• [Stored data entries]
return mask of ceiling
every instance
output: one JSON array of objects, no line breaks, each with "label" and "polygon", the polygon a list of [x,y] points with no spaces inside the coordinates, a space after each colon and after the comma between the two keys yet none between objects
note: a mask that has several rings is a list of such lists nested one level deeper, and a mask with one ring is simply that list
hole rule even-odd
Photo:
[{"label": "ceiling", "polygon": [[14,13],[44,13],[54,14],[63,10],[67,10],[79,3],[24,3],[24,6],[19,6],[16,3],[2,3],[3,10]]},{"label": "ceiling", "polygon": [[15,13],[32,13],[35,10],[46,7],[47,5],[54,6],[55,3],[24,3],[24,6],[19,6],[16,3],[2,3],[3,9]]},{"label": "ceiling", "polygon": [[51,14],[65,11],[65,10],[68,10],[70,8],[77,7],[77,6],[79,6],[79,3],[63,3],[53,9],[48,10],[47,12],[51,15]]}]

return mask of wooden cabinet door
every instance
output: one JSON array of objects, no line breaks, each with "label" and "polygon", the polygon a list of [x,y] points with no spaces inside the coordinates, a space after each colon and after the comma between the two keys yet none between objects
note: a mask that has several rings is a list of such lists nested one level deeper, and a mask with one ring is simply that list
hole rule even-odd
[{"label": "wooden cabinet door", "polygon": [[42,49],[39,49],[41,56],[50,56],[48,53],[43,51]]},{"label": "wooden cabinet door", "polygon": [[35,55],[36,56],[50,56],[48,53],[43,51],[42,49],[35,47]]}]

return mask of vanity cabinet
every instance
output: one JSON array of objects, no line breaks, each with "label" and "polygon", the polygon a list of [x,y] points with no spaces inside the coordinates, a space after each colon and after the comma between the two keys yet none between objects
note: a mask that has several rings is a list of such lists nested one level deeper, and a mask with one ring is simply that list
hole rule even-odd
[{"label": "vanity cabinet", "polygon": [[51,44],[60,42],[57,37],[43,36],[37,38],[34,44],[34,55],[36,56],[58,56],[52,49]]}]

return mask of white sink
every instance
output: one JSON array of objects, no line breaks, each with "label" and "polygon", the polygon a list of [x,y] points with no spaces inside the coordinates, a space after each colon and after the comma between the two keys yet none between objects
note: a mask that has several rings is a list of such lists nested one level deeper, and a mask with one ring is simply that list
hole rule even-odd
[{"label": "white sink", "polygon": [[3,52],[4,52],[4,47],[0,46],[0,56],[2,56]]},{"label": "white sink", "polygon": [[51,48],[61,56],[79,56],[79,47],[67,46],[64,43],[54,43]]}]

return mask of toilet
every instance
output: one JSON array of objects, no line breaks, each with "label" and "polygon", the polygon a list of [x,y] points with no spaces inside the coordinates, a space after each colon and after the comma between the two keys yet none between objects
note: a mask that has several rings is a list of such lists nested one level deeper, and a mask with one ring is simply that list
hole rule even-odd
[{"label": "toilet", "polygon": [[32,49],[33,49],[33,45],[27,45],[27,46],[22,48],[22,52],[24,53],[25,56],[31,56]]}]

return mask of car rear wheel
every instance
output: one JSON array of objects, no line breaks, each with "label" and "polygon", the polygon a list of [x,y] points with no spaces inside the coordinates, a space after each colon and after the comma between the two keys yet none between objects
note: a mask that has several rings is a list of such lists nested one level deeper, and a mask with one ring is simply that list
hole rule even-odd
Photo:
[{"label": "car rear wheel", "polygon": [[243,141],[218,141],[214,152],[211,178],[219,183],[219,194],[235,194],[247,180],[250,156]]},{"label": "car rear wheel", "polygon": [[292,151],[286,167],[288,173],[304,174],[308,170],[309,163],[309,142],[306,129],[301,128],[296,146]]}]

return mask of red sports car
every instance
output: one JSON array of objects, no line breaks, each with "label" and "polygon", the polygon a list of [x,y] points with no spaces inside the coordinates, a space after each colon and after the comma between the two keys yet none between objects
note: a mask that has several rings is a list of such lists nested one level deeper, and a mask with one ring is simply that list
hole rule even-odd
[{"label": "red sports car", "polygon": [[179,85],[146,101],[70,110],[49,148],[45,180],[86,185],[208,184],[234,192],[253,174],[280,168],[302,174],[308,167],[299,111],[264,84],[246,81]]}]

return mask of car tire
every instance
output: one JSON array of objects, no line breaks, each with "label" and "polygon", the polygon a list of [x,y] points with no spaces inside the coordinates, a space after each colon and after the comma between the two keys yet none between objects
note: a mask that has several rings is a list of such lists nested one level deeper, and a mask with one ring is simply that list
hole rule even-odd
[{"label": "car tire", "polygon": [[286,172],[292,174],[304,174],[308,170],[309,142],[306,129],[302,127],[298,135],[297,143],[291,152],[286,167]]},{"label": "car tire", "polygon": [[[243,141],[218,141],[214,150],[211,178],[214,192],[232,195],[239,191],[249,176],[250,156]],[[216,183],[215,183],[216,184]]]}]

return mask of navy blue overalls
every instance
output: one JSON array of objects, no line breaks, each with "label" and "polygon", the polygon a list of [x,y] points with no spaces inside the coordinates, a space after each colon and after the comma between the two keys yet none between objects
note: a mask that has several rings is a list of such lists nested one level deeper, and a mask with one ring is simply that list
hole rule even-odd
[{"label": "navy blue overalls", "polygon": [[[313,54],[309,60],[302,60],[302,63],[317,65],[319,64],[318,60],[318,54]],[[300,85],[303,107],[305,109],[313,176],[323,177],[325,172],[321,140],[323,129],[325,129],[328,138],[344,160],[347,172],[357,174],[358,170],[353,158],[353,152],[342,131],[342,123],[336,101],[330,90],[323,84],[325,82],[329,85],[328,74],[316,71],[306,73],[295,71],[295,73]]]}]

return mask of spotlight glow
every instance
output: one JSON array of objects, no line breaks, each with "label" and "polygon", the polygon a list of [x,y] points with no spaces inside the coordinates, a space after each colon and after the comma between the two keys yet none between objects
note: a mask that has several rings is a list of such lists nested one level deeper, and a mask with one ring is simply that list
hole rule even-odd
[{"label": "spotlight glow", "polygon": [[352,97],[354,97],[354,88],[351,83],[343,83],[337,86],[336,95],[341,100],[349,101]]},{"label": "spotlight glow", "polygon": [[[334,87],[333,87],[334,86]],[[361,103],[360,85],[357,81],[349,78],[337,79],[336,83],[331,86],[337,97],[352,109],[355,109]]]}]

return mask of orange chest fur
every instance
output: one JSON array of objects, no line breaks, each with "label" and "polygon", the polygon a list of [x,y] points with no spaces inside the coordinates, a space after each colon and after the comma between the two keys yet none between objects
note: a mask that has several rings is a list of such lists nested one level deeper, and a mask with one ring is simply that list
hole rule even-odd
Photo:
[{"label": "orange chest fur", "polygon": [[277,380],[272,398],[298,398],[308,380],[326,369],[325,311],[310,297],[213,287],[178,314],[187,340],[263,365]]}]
==
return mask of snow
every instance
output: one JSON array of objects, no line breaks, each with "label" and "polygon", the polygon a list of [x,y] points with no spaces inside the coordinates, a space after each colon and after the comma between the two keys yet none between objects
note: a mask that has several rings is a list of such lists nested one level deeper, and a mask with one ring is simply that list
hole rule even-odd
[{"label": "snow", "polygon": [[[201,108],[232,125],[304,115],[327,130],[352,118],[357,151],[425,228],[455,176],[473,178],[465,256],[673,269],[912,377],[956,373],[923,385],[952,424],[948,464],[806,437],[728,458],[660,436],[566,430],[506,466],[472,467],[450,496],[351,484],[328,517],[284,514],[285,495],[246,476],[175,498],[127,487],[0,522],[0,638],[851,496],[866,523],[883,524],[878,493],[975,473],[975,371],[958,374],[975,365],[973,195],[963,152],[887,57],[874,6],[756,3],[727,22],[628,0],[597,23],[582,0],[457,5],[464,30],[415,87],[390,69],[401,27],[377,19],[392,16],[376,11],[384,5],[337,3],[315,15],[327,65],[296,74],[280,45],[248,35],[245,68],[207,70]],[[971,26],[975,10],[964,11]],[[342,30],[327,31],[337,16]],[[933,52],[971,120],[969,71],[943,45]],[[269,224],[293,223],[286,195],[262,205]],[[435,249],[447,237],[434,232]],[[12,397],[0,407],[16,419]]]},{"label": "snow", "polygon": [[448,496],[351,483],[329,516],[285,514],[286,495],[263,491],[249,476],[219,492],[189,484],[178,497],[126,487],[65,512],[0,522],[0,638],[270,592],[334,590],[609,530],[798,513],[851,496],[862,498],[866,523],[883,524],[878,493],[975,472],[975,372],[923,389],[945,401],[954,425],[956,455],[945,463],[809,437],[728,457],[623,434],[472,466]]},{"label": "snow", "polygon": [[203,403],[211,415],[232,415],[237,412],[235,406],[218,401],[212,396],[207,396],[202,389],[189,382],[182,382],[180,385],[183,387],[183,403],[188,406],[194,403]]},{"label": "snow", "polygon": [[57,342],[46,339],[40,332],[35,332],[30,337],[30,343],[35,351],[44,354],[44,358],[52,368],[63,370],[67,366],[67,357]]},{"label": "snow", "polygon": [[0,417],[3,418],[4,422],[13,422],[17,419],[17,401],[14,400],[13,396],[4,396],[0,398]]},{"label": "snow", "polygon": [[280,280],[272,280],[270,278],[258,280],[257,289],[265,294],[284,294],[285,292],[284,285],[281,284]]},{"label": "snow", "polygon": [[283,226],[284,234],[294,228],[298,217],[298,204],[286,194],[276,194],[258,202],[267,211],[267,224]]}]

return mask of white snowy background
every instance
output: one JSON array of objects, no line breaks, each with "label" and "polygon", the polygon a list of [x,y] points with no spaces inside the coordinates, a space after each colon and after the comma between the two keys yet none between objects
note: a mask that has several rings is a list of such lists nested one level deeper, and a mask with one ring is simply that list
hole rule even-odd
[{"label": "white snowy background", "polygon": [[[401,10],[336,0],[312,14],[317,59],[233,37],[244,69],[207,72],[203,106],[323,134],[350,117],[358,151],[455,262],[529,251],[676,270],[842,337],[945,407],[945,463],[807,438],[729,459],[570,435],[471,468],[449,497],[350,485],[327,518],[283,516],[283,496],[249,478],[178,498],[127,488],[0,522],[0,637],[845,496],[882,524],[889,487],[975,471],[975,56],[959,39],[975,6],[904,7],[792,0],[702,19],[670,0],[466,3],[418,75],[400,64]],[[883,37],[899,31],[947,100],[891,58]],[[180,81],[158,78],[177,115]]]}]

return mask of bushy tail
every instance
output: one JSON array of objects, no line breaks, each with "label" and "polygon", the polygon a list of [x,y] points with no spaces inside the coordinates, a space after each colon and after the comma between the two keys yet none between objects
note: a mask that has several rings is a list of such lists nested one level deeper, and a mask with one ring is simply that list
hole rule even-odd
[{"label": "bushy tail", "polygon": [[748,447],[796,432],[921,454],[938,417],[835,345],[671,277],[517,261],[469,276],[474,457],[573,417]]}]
...
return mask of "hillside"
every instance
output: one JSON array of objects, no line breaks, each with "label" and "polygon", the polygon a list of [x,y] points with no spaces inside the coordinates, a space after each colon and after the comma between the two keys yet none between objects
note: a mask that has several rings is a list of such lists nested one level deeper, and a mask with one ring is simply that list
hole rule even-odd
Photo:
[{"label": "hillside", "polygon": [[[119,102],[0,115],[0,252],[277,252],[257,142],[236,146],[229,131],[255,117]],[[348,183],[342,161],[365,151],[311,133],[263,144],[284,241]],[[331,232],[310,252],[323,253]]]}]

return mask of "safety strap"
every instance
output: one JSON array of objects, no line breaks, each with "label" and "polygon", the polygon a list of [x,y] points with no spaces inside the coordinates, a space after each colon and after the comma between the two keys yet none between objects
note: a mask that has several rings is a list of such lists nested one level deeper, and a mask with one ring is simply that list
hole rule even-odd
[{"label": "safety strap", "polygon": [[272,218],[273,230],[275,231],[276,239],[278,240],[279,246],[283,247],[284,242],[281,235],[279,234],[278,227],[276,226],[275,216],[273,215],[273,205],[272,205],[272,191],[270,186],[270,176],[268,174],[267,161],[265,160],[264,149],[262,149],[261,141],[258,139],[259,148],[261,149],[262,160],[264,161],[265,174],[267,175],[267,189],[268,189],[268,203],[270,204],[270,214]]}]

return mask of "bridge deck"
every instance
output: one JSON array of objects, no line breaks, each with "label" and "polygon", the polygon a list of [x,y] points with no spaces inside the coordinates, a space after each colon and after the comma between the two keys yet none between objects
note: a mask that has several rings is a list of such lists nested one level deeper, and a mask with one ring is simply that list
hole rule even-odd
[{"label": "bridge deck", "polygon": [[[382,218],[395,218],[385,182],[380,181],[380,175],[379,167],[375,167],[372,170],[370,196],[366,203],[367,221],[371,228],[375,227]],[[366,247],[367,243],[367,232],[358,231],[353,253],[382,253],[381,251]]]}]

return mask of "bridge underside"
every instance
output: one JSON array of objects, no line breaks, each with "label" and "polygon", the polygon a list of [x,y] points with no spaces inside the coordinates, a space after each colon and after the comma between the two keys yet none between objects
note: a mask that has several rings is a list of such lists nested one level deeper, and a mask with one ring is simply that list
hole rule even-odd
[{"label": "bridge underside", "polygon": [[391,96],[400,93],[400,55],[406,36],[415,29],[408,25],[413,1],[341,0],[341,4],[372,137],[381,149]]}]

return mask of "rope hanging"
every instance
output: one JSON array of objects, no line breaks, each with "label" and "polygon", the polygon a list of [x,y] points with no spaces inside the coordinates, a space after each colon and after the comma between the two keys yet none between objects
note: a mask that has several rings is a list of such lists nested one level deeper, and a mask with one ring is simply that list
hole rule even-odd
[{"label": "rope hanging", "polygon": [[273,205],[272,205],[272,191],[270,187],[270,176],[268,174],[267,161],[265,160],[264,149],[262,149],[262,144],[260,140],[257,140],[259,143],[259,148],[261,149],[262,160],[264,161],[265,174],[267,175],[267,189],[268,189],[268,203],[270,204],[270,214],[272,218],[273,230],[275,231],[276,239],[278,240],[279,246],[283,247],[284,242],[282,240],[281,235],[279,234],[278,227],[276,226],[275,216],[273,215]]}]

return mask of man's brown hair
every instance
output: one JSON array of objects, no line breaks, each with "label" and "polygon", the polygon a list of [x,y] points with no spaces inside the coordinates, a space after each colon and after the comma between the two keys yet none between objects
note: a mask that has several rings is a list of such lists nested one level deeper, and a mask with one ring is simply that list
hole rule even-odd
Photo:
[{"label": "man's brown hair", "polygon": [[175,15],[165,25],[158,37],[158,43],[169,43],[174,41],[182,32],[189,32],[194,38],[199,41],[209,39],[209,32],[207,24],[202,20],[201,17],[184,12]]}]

• [WHAT YOU SHOULD DO] Set down, exactly as they stand above, the lines starting with the line with "return mask of ceiling" and going on through the line with "return mask of wooden cabinet door", and no others.

• [ANSWER FOR THE TASK]
return mask of ceiling
every instance
output: one JSON array of objects, no line breaks, each with "label" and "polygon", the polygon a list of [x,y] points with no spaces inside the coordinates, a space after each colon and after the comma between the two keys yet none between objects
note: a mask that has several rings is a list of such lists nested one level deeper, and a mask with one ring is simply that list
hole rule even-odd
Photo:
[{"label": "ceiling", "polygon": [[14,13],[44,13],[54,14],[63,10],[67,10],[79,3],[24,3],[24,6],[19,6],[16,3],[2,3],[3,10]]},{"label": "ceiling", "polygon": [[15,13],[32,13],[35,10],[46,7],[47,5],[54,6],[55,3],[24,3],[24,6],[19,6],[16,3],[2,3],[3,9]]},{"label": "ceiling", "polygon": [[51,14],[65,11],[65,10],[68,10],[70,8],[77,7],[77,6],[79,6],[79,3],[63,3],[53,9],[48,10],[47,12],[51,15]]}]

return mask of wooden cabinet door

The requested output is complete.